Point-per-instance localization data
== == ==
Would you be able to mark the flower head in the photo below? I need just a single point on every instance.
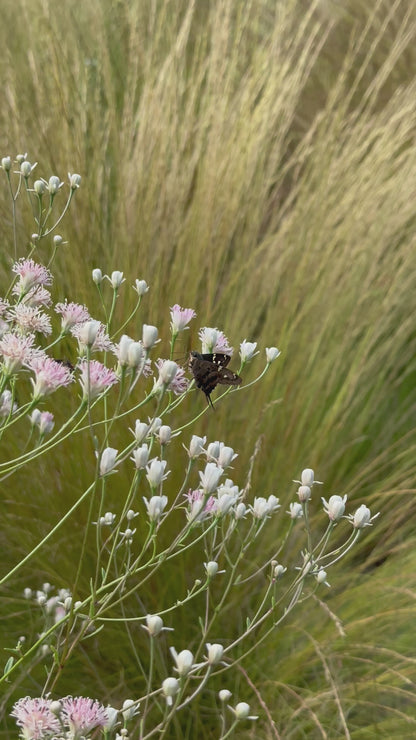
(72, 314)
(184, 661)
(17, 350)
(83, 715)
(200, 506)
(170, 688)
(214, 340)
(92, 334)
(335, 507)
(30, 274)
(95, 378)
(156, 472)
(178, 384)
(35, 718)
(30, 319)
(272, 353)
(180, 318)
(362, 517)
(247, 350)
(210, 477)
(155, 506)
(141, 287)
(108, 460)
(49, 375)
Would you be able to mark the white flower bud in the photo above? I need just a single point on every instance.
(155, 507)
(242, 710)
(321, 576)
(215, 653)
(335, 507)
(88, 332)
(272, 353)
(226, 456)
(224, 695)
(240, 510)
(260, 508)
(74, 181)
(211, 568)
(25, 169)
(278, 570)
(108, 519)
(362, 517)
(156, 472)
(213, 451)
(167, 372)
(135, 354)
(123, 349)
(304, 493)
(165, 434)
(170, 688)
(154, 624)
(108, 460)
(116, 279)
(140, 430)
(149, 336)
(196, 446)
(210, 477)
(54, 184)
(141, 287)
(128, 709)
(6, 163)
(295, 510)
(307, 477)
(141, 456)
(184, 661)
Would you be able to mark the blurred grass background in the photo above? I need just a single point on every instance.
(256, 161)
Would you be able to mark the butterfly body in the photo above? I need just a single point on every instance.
(210, 370)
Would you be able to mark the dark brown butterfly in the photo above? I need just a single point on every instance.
(210, 370)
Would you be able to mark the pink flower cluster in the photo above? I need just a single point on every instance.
(77, 714)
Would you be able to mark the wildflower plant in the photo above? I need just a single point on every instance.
(156, 521)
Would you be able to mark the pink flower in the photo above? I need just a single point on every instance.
(180, 318)
(72, 313)
(83, 715)
(35, 718)
(36, 296)
(30, 274)
(95, 378)
(49, 374)
(179, 384)
(214, 340)
(101, 342)
(30, 319)
(17, 351)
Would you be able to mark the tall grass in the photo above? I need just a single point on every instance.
(256, 161)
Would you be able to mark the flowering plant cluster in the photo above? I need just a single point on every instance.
(156, 522)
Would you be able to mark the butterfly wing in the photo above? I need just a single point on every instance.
(227, 377)
(209, 371)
== == ==
-- EXERCISE OBJECTIVE --
Print the line containing "Would you be able to mark the butterfly body", then every line after it through the last line of the records, each exactly as written; nothing else belongs in the answer.

-- YOUR SOLUTION --
Would you be able to mark the butterfly body in the photo above? I need just a single point on every instance.
(210, 370)
Would you be able to mark the dark brown butterfly in the photo above? I need just a single point on every instance.
(210, 370)
Would you be able to mark the pink flower cluster in the photo above? I need just a single point on every instance.
(77, 714)
Would you be able to mark the wildflower plant in the photo above? I need just a single point on every instance.
(156, 521)
Would you be able to mark the pink flower in the photo above? I need just a single point on every instance.
(180, 318)
(72, 313)
(83, 715)
(35, 718)
(36, 296)
(30, 274)
(95, 378)
(49, 374)
(179, 384)
(214, 340)
(101, 342)
(30, 319)
(17, 351)
Would you be able to mark the tall grass in the photo above? I need just a single point on every instance.
(256, 161)
Would you be able to mark the flowering plant cluster in the photo above? I need just a single point on every instance.
(156, 522)
Would you be able to mark the butterfly wing in the photo above? I need just a single point on every instance.
(227, 377)
(209, 371)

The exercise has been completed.